Records provided.
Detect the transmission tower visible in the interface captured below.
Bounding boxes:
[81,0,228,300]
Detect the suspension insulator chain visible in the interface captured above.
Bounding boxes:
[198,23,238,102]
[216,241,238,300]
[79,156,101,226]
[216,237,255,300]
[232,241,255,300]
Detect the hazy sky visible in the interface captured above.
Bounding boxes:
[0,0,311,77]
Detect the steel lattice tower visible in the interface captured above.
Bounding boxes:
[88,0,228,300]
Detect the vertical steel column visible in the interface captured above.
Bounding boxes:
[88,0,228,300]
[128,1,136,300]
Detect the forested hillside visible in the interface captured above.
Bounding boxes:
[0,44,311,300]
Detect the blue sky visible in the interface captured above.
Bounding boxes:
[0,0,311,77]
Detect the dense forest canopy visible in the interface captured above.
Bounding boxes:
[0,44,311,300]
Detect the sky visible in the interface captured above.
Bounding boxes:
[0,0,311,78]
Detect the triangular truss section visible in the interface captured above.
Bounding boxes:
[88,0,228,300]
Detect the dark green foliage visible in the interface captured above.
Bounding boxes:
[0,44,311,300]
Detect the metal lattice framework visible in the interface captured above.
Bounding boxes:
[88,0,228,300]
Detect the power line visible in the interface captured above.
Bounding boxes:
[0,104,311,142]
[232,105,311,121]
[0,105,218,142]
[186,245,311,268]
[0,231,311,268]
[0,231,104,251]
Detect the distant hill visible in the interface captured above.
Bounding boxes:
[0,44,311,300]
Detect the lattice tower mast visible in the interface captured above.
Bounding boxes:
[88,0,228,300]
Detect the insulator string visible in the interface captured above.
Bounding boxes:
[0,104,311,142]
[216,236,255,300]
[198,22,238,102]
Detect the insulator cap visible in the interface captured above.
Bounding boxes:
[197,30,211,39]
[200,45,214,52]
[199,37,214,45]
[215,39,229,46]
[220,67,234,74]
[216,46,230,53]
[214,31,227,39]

* * *

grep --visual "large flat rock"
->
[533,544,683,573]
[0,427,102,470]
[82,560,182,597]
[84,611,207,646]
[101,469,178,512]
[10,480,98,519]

Stated problem.
Convert the stretch of the listing from the line containing "Detect the transmission" through the line containing "[198,22,238,102]" into a Markdown table with the columns Number and Entry. Put each line in its own row with its position, and skip any blank lines.

Correct result.
| Number | Entry |
|---|---|
| 1 | Detect the transmission tower visible in the interface captured below. |
| 2 | Bounding boxes: |
| 3 | [81,0,228,300] |
| 4 | Detect the suspension insulator chain visible in the interface captured above. |
| 5 | Bounding boxes: |
| 6 | [198,23,238,102] |
| 7 | [216,241,238,300] |
| 8 | [79,156,101,226] |
| 9 | [216,237,255,300] |
| 10 | [232,241,255,300] |
| 11 | Detect the hazy sky visible in the interface captured above. |
| 12 | Bounding boxes: |
| 13 | [0,0,311,77] |
| 14 | Detect the steel lattice tower visible in the interface captured above. |
| 15 | Bounding boxes: |
| 16 | [88,0,228,300] |
| 17 | Detect the vertical steel column visible in the interface captured above. |
| 18 | Bounding boxes: |
| 19 | [88,0,228,300] |
| 20 | [128,1,136,300] |
| 21 | Detect the forested hillside visible in the interface captured above. |
| 22 | Bounding boxes: |
| 23 | [0,44,311,300] |
| 24 | Detect the blue sky visible in the interface captured above. |
| 25 | Bounding boxes: |
| 26 | [0,0,311,77] |
| 27 | Detect the dense forest canopy visible in the interface captured above. |
| 28 | Bounding boxes: |
| 29 | [0,44,311,300] |
| 30 | Detect the sky visible in the interface captured above. |
| 31 | Bounding boxes: |
| 32 | [0,0,311,78] |
| 33 | Detect the triangular truss section visible in the interface captured above. |
| 34 | Bounding boxes: |
| 35 | [88,0,228,300] |
| 36 | Detect the dark green foliage visible in the interface captured above. |
| 37 | Bounding boxes: |
| 38 | [0,44,311,300] |
| 39 | Detect the metal lattice framework visible in the interface captured above. |
| 40 | Bounding boxes: |
| 41 | [88,0,228,300] |
| 42 | Detect the power line visible in the interface captured above. |
| 43 | Bounding boxes: |
| 44 | [0,104,311,142] |
| 45 | [232,105,311,121] |
| 46 | [0,105,218,142] |
| 47 | [186,245,311,268] |
| 48 | [0,231,311,268] |
| 49 | [0,231,104,251] |
| 50 | Detect the distant hill visible in the interface captured above. |
| 51 | Bounding boxes: |
| 52 | [0,44,311,300] |
| 53 | Detect the lattice tower mast visible in the interface captured above. |
| 54 | Bounding boxes: |
| 55 | [88,0,228,300] |
| 56 | Detect the insulator string visible in the interface captured above. |
| 57 | Bounding boxes: |
| 58 | [0,104,311,142] |
| 59 | [216,236,255,300] |
| 60 | [198,22,238,102] |